Only the pictures stay out; every record is to be quoted exactly.

- [Information provided]:
---

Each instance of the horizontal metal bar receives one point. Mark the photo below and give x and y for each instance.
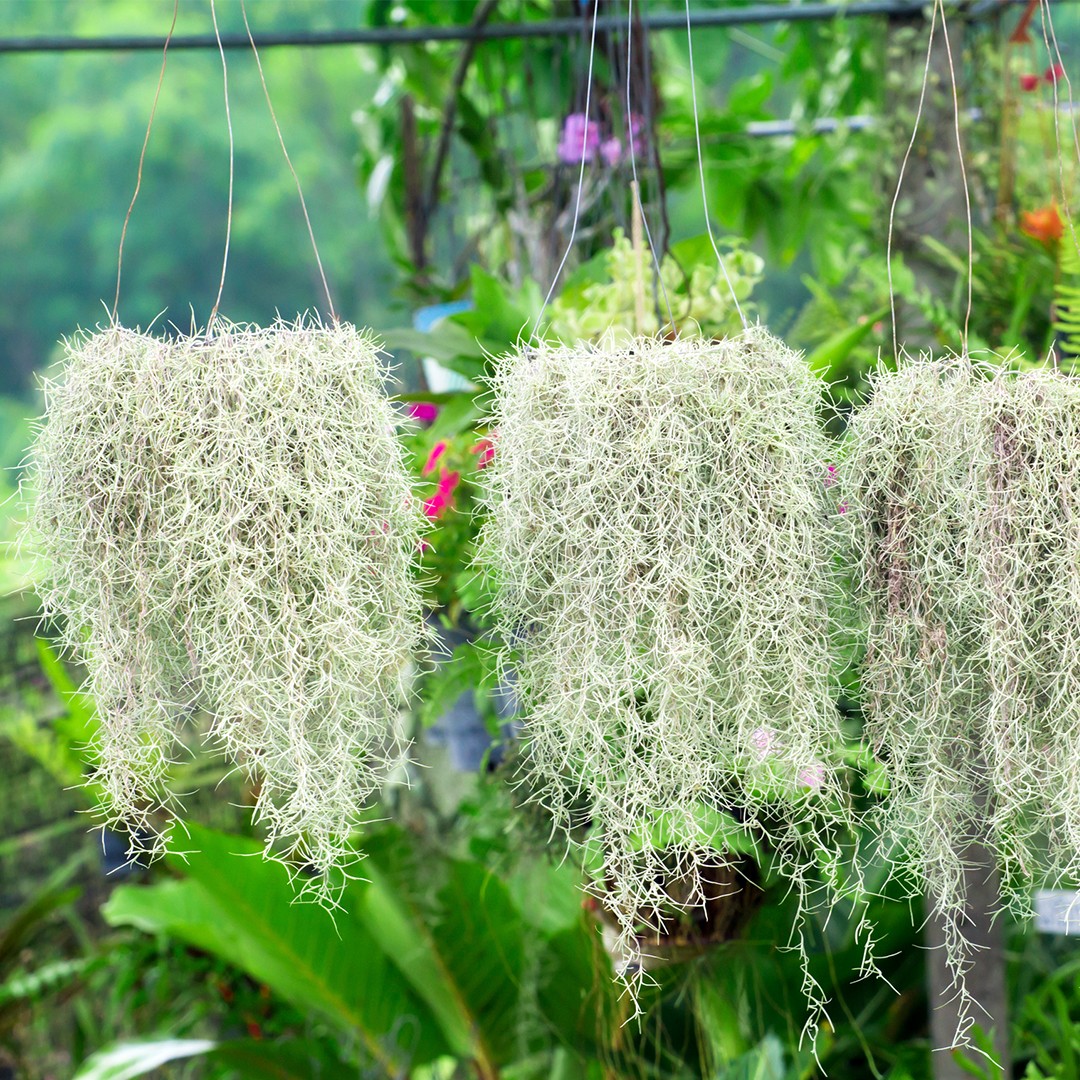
(419, 35)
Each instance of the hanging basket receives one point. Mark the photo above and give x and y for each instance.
(661, 542)
(227, 526)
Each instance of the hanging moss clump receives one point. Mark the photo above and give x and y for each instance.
(1030, 567)
(661, 545)
(226, 525)
(915, 481)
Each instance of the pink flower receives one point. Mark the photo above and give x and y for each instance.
(764, 740)
(611, 151)
(436, 451)
(424, 412)
(443, 499)
(581, 137)
(485, 447)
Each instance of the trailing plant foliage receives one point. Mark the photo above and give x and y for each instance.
(226, 525)
(913, 477)
(661, 544)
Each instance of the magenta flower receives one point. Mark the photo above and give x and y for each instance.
(581, 137)
(485, 447)
(764, 741)
(610, 151)
(424, 412)
(443, 499)
(436, 451)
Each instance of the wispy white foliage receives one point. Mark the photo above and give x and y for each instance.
(915, 477)
(964, 490)
(661, 539)
(227, 525)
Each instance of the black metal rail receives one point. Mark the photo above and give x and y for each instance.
(548, 28)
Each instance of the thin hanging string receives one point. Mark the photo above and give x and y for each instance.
(581, 175)
(633, 164)
(142, 159)
(701, 171)
(900, 183)
(963, 175)
(281, 139)
(228, 220)
(1055, 54)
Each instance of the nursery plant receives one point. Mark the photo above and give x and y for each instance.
(226, 525)
(661, 548)
(963, 508)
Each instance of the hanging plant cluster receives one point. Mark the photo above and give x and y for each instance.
(964, 494)
(661, 543)
(227, 525)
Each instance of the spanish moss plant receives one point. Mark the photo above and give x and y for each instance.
(661, 543)
(915, 480)
(226, 526)
(1030, 566)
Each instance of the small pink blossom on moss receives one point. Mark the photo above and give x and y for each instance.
(436, 451)
(443, 499)
(424, 412)
(485, 447)
(611, 151)
(581, 137)
(764, 741)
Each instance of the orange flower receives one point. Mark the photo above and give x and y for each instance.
(1043, 225)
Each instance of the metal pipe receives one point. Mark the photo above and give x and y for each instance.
(419, 35)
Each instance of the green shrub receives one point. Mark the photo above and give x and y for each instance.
(227, 525)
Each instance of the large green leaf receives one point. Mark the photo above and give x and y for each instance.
(243, 1058)
(457, 935)
(244, 910)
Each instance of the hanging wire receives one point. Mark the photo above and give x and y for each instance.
(581, 176)
(633, 164)
(963, 174)
(281, 139)
(701, 171)
(228, 221)
(1049, 35)
(142, 159)
(900, 181)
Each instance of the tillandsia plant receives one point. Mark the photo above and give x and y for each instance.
(1030, 554)
(661, 540)
(914, 480)
(227, 525)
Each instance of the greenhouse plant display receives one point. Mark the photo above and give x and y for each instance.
(226, 525)
(661, 541)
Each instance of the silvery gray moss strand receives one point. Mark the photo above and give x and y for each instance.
(662, 541)
(228, 526)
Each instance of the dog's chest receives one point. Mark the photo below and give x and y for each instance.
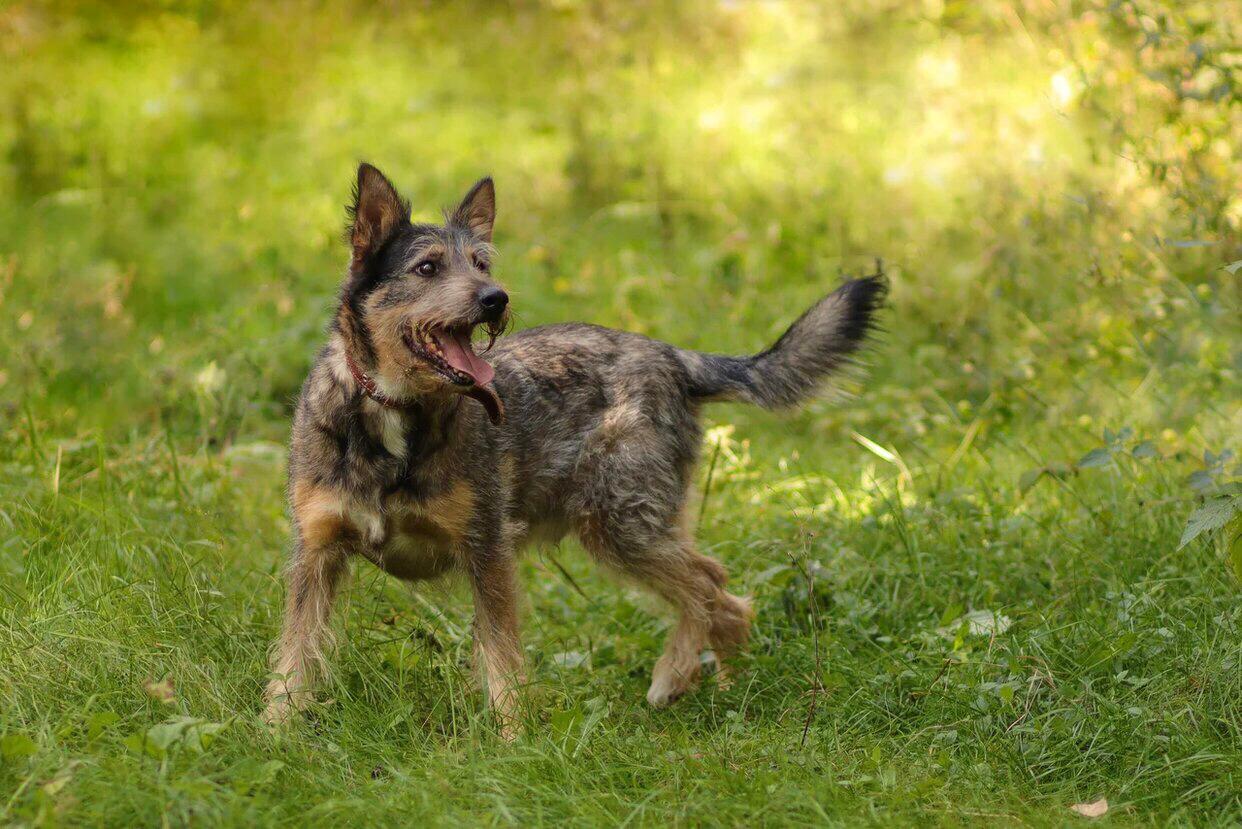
(424, 537)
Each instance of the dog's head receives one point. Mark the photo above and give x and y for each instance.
(416, 293)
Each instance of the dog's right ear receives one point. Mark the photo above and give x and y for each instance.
(375, 213)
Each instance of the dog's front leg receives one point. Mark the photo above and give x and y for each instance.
(321, 561)
(497, 641)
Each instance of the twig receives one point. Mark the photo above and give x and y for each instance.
(707, 486)
(816, 685)
(569, 578)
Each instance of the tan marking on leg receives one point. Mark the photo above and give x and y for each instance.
(316, 572)
(497, 640)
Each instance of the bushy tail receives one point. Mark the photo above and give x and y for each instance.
(794, 368)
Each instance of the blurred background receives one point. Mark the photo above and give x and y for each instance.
(1053, 188)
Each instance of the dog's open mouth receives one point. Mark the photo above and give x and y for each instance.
(450, 353)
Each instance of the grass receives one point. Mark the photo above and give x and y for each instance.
(973, 605)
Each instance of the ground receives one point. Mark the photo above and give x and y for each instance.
(974, 602)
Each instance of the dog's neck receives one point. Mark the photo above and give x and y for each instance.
(379, 400)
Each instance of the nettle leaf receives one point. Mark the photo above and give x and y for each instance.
(1101, 456)
(1233, 542)
(1212, 515)
(1201, 480)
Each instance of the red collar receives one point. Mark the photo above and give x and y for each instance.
(370, 389)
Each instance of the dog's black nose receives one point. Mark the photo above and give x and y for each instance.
(493, 301)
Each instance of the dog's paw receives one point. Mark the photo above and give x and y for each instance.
(282, 707)
(668, 682)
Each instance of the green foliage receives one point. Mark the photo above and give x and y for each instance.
(1014, 589)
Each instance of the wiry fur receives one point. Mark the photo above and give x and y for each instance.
(600, 440)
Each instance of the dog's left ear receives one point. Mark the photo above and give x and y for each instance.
(375, 213)
(477, 210)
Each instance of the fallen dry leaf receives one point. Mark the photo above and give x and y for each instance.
(1092, 809)
(162, 690)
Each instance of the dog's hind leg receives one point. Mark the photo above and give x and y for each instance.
(497, 643)
(693, 584)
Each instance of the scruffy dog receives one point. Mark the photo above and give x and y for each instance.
(419, 454)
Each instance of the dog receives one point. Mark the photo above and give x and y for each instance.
(415, 451)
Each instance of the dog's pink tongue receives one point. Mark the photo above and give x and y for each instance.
(458, 354)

---

- [Result of the task]:
Each instance of the horizontal metal bar receives one point. Mark the photo below and give x and y for each instance.
(419, 35)
Each instance of the hanging basket receives one point. Mark the photo above and give x and y for each instance.
(661, 542)
(227, 526)
Each instance of the hanging moss clump receives one point. Mark the photo above and give x and y for each instance.
(1030, 567)
(661, 545)
(226, 525)
(915, 481)
Each instance of the pink flower receives one point. Mark the photo above and give x and y for each instance.
(764, 740)
(611, 151)
(436, 451)
(424, 412)
(443, 499)
(581, 137)
(485, 447)
Each instance of the trailing plant foliage receives one point. Mark the photo above and give x and y for each instance.
(226, 525)
(913, 477)
(661, 544)
Each instance of the magenta flower receives one point. Mark the photo above and give x and y for each instance.
(581, 137)
(485, 447)
(764, 741)
(610, 151)
(424, 412)
(443, 499)
(436, 451)
Each instance of the wispy white foliage receives one point. Mark the photo above and give x and y for each instance.
(915, 477)
(964, 490)
(661, 539)
(227, 525)
Each instance of the black metal rail receives one point. Mark the photo above and give x and y for each instance.
(548, 28)
Each instance of the thin hanging string receives one point. Mark the photo above and give x and y for each instance.
(581, 175)
(633, 164)
(142, 159)
(701, 171)
(900, 183)
(963, 175)
(281, 139)
(228, 220)
(1055, 54)
Each instance of the nursery plant receives one point. Mark the photo above and give x and y for each instance.
(226, 525)
(661, 548)
(963, 508)
Each instance of the hanging plant cluster receives one point. Mark the photo above and give x and y for each instance.
(964, 494)
(661, 543)
(227, 525)
Each instance of the spanish moss plant receives one point. Mark the photo above and give x and y for each instance.
(661, 543)
(915, 480)
(226, 526)
(1030, 566)
Each instance of the small pink blossom on moss receives one point. Mark the photo above and give x and y for each instance.
(436, 451)
(443, 499)
(424, 412)
(485, 447)
(611, 151)
(581, 137)
(764, 741)
Each instance of the orange flower receives one point. Mark the photo above and give x and y for each instance.
(1043, 225)
Each instance of the metal pipe receives one point. Mark the photo above and give x and y for each instance.
(419, 35)
Each instance of the green shrub receives one point. Mark the photo above and give x and y for each instance.
(227, 525)
Each instance of the large green leaf receives one point. Mark the photo above and give x and y for each instance.
(243, 1058)
(457, 935)
(244, 910)
Each instance of the hanging wire receives one point. Mark the photo above and give x and y for each instance.
(581, 176)
(633, 164)
(963, 174)
(281, 139)
(701, 171)
(228, 221)
(1049, 35)
(142, 159)
(900, 181)
Each instance of the tillandsia plant receives one point. Mark the photo above and give x and y for each instance.
(1030, 554)
(661, 540)
(914, 480)
(227, 525)
Each instance of the greenhouse plant display receives one point. Mark the photo above and give x and y for each instance.
(226, 525)
(661, 541)
Each instance of the silvery gray moss strand receives one point. Mark the photo above and give x and y for each instance.
(662, 541)
(228, 526)
Each instance of the dog's chest receives one point. Mark the photo below and give x and y for each instance.
(424, 537)
Each instance of the dog's head receives one point. Mark the photo above and give x and y for each instance.
(416, 293)
Each instance of the dog's right ear receives one point. Mark the photo above and give x and y for each instance.
(375, 213)
Each instance of the dog's front leg receives one point. Mark the photo above and give x and y for each instance.
(321, 561)
(497, 641)
Each instance of the twig receives one point. Mark the photo above and give x and y for each instance.
(707, 486)
(816, 685)
(569, 578)
Each instance of the tan marking on leg receives one point. Mark the photo above and give x and y for each instance.
(316, 572)
(497, 640)
Each instance of the bushy tail receives one point. Mark the photo above and give x and y for each instance.
(794, 368)
Each instance of the blurred background receives one point. Mark the photo above and give x and y for each instance.
(1053, 188)
Each instance of the dog's open mouth receives one point. Mark the photo above and give x and y for each instance.
(450, 353)
Each instance of the grass receives one point. Mark the photo above and give x and y for each instance.
(973, 605)
Each instance of the ground receives one point. Mark the photo above and give x and y for each instance.
(974, 602)
Each instance of the dog's neck receives one point. Mark the photo above and give x and y for each instance.
(379, 400)
Each instance of the nettle leaf receives one point. Mark the photo above and give x and y for each instance.
(1101, 456)
(1233, 542)
(1212, 515)
(1201, 480)
Each instance of the red collar receives one point. Mark the photo above and give x and y for each instance.
(370, 389)
Each instance of the dog's black nose receives one point. Mark the photo above and give x and y for each instance.
(493, 301)
Each instance of the dog's paw receives one point. Mark the photo above and give x and y for each instance.
(282, 707)
(668, 682)
Each instance of the green foliage receives one point. Mark the photo above and give x and y for each instance.
(1014, 589)
Each instance of the wiry fur receives one point. Mark the photo above and give x and y for each instance.
(600, 440)
Each instance of the dog's left ear receives one point. Mark the photo above and give x and y for each instance.
(375, 213)
(477, 210)
Each instance of the fallen dry leaf receives one point. Mark the photo above and give x and y for each instance.
(1092, 809)
(162, 690)
Each instance of the dog's hind leg receives one point. Mark the photo above and give x and y for each instance.
(497, 643)
(693, 584)
Each instance of the scruffy dog receives one point. Mark the photo above and give x and y for each instance.
(419, 454)
Each instance of the dog receives one point. Mark the photo above and give x and y for each instance.
(415, 451)
Each instance of the dog's pink tongue receives one point. Mark the photo above and give x and y for each instance.
(458, 354)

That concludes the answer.